* [EXERCISE]
Copy the records below line for line, leaving out the pictures.
╭──
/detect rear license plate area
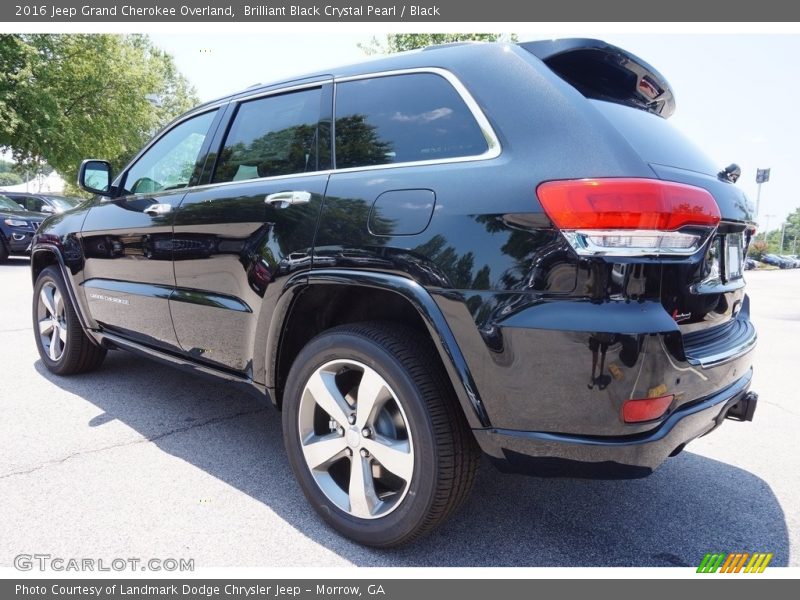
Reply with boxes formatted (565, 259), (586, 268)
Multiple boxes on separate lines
(719, 233), (744, 281)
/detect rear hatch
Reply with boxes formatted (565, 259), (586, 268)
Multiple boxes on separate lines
(521, 39), (755, 365)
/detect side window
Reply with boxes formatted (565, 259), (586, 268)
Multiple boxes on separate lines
(213, 88), (322, 182)
(124, 110), (217, 194)
(335, 73), (488, 169)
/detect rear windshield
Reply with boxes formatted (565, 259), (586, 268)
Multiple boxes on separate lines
(589, 100), (719, 175)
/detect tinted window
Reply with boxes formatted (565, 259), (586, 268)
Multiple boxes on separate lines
(213, 88), (322, 182)
(125, 111), (216, 194)
(335, 73), (488, 169)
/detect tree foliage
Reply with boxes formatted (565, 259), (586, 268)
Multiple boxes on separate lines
(748, 207), (800, 259)
(358, 33), (517, 54)
(0, 34), (197, 180)
(0, 171), (22, 185)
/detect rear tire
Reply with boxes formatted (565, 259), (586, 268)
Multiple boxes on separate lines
(33, 266), (106, 375)
(283, 323), (480, 547)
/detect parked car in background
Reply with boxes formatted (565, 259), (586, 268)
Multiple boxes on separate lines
(31, 39), (757, 547)
(761, 254), (793, 269)
(778, 254), (800, 269)
(0, 194), (47, 261)
(3, 192), (83, 214)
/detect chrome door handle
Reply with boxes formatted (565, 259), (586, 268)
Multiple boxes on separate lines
(144, 204), (172, 217)
(264, 191), (311, 208)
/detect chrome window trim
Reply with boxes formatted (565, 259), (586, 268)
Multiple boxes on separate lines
(333, 67), (502, 173)
(108, 105), (230, 202)
(176, 67), (502, 193)
(230, 75), (333, 105)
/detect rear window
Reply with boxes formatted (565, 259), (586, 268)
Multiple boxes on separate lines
(589, 100), (719, 175)
(336, 73), (489, 169)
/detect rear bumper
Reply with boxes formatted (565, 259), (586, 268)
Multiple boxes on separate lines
(474, 371), (757, 479)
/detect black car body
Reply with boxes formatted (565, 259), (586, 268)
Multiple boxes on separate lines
(0, 194), (47, 260)
(3, 192), (83, 214)
(32, 40), (756, 545)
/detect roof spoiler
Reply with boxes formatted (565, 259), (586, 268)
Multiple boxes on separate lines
(519, 38), (675, 119)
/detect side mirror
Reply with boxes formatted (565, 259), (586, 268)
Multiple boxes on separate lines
(78, 159), (111, 195)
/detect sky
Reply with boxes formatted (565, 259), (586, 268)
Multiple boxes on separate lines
(151, 27), (800, 234)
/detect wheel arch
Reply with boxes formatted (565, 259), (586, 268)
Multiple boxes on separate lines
(262, 269), (490, 428)
(31, 244), (100, 336)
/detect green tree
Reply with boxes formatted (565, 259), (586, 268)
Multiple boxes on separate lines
(358, 33), (517, 54)
(0, 171), (22, 185)
(0, 34), (197, 181)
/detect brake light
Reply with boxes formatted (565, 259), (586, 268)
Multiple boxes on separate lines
(622, 394), (674, 423)
(536, 179), (720, 256)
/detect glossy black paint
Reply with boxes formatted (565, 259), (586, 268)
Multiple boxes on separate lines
(32, 39), (755, 476)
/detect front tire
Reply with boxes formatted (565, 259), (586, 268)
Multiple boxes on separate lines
(33, 266), (106, 375)
(283, 323), (480, 547)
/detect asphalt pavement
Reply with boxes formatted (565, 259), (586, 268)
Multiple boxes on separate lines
(0, 259), (800, 568)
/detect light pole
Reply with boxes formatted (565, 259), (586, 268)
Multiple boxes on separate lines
(778, 222), (786, 254)
(756, 169), (770, 221)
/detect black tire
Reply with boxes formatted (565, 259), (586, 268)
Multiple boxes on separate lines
(283, 323), (480, 547)
(33, 266), (106, 375)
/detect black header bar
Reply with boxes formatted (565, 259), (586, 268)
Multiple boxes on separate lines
(0, 0), (800, 22)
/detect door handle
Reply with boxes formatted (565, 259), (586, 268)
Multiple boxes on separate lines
(264, 191), (311, 208)
(144, 204), (172, 217)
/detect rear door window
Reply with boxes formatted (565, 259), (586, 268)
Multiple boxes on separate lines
(335, 73), (489, 169)
(213, 88), (322, 183)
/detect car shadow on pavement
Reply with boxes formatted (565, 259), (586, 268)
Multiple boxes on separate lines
(34, 352), (789, 567)
(0, 256), (31, 269)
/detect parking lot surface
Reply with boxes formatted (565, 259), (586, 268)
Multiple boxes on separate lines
(0, 259), (800, 568)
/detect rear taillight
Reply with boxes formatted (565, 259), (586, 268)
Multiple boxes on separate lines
(622, 394), (674, 423)
(536, 179), (720, 256)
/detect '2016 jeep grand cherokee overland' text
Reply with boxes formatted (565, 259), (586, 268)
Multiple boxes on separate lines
(32, 40), (756, 546)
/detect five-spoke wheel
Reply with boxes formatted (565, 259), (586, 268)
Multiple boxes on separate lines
(37, 281), (67, 362)
(298, 359), (414, 519)
(282, 323), (479, 547)
(33, 265), (106, 375)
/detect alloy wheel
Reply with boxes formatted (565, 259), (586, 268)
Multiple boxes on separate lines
(298, 359), (414, 519)
(37, 281), (67, 362)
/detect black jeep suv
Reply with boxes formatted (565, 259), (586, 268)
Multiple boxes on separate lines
(32, 40), (756, 546)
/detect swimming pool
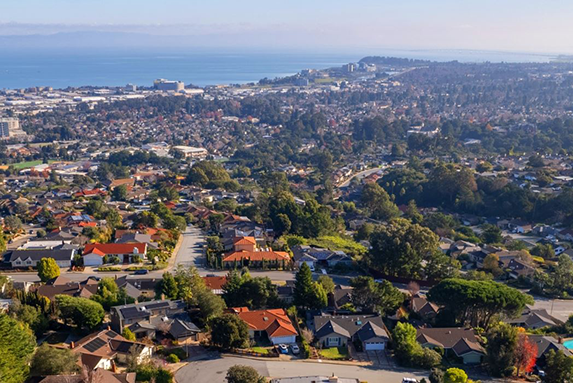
╰──
* [SOLVED EXERCISE]
/detect rear license plate area
Reply with boxes formatted (565, 259), (586, 268)
Multiple boxes on separate lines
(719, 233), (744, 281)
/detect rear hatch
Reply with boxes formatted (565, 259), (586, 268)
Multiple boxes on separate lines
(521, 39), (755, 365)
/detect side window
Reply with boxes formatted (565, 259), (586, 268)
Multiple boxes on separate lines
(213, 88), (322, 182)
(124, 110), (217, 194)
(335, 73), (488, 169)
/detect rear windshield
Reply with boxes formatted (565, 259), (586, 268)
Multiple boxes on separate lines
(589, 100), (719, 175)
/detect tinted window
Reply with boxes formatted (565, 259), (586, 268)
Multiple boxes on separate lines
(213, 88), (322, 182)
(125, 111), (216, 194)
(335, 73), (488, 169)
/detect tree foliage
Reply with boxes formatted (565, 259), (586, 268)
Multiple boxes on separate lines
(748, 207), (800, 259)
(358, 33), (517, 54)
(0, 34), (197, 180)
(0, 171), (22, 185)
/detect rear tire
Reply with boxes formatted (565, 259), (586, 268)
Multiple boxes on separate lines
(33, 266), (106, 375)
(283, 323), (480, 547)
/detect parked car in background
Reply with boxes formatted (565, 259), (586, 268)
Multiple boxes on separate lines
(31, 39), (757, 547)
(761, 254), (793, 269)
(778, 254), (800, 269)
(0, 194), (47, 261)
(3, 192), (83, 214)
/detect chrome door handle
Reply with boxes formatted (565, 259), (586, 268)
Multiple boxes on separate lines
(144, 204), (172, 217)
(264, 191), (311, 208)
/detect chrome window trim
Reply with boxes formatted (565, 259), (586, 268)
Multiple boxes on separate lines
(333, 67), (502, 173)
(108, 105), (230, 202)
(176, 67), (502, 193)
(230, 75), (333, 105)
/detect rear window
Reply with boxes formatted (565, 259), (586, 268)
Multiple boxes on separate lines
(589, 100), (719, 175)
(336, 73), (489, 169)
/detect rear bumper
Reply with boxes formatted (565, 259), (586, 268)
Multiple boxes on separate lines
(474, 371), (757, 479)
/detect black car body
Reply with boxes formatted (565, 259), (586, 268)
Multiple boxes on separate lines
(0, 194), (47, 260)
(3, 192), (83, 214)
(32, 40), (756, 545)
/detect roof spoiler
Reply with boxes formatted (565, 259), (586, 268)
Multiple boxes on separate lines
(519, 38), (675, 119)
/detect side mirror
Reply with boxes formatted (565, 259), (586, 268)
Multiple boxes on separate lines
(78, 159), (111, 195)
/detect sky
Reply with boxes formatted (565, 259), (586, 268)
Multiple boxes on separate lines
(151, 27), (800, 234)
/detect wheel arch
Reply with boxes formatted (565, 259), (586, 268)
Multiple boxes on separate lines
(262, 269), (490, 428)
(31, 244), (100, 336)
/detect green tree
Reply with boxes formatted (565, 259), (586, 268)
Multiple boxes on separate lines
(358, 33), (517, 54)
(0, 171), (22, 185)
(0, 34), (197, 181)
/detect brake light
Reply with boxes formatted (565, 259), (586, 268)
Multiple boxes on separate lines
(622, 394), (674, 423)
(536, 179), (720, 256)
/detect glossy black paint
Reply with boxes formatted (565, 259), (586, 268)
Multiple boxes on separate lines
(32, 39), (755, 476)
/detect front tire
Reply with boxes formatted (565, 259), (586, 268)
Multiple boxes on separate lines
(33, 266), (106, 375)
(283, 323), (480, 547)
/detect asphalt pavement
Reply with boxes formatted (565, 259), (586, 268)
Multiple boxes on separate lines
(0, 259), (800, 568)
/detect light pole
Reply with boxes formatted (565, 259), (586, 268)
Multiple boxes on separate lines
(778, 222), (786, 254)
(756, 169), (770, 221)
/detect black tire
Reply with boxes formatted (565, 259), (586, 268)
Multiple boxes on separate lines
(283, 323), (480, 547)
(33, 266), (106, 375)
/detect black header bar
Reply with boxes formatted (565, 259), (586, 268)
Multiple boxes on separate lines
(0, 0), (800, 22)
/detect door handle
Reply with boxes formatted (565, 259), (586, 268)
Multiple boxes on separate lines
(264, 191), (311, 208)
(144, 204), (172, 217)
/detect rear door window
Reply with boxes formatted (565, 259), (586, 268)
Multiple boxes on separate lines
(335, 73), (489, 169)
(213, 88), (322, 183)
/detect car shadow on pavement
Reply with boxes formatted (565, 259), (586, 268)
Multiple boxes on separate lines
(34, 352), (789, 567)
(0, 256), (31, 269)
/detect parking lot surface
Reply with boxes formatted (565, 259), (586, 268)
Multiple boxes on separate lines
(0, 259), (800, 568)
/detect rear taillight
Reply with boxes formatted (565, 259), (586, 268)
Multiple boxes on separate lines
(622, 394), (674, 423)
(536, 179), (720, 256)
/detect '2016 jeep grand cherokee overland' text
Reply with boxes formatted (565, 259), (586, 268)
Multiple boxes on separate lines
(32, 40), (756, 546)
/detect five-spoke wheel
Reply with boxes formatted (565, 259), (586, 268)
Multiple boxes on separate lines
(37, 281), (67, 362)
(298, 359), (414, 519)
(282, 323), (479, 547)
(33, 265), (106, 375)
/detect alloy wheel
Reply with boxes formatted (565, 259), (586, 268)
Multiple boxes on separate lines
(298, 359), (414, 519)
(37, 281), (67, 362)
/detect black jeep suv
Reply with boxes formatted (565, 259), (586, 268)
Multiple boxes on separate lines
(32, 40), (756, 546)
/detect swimming pool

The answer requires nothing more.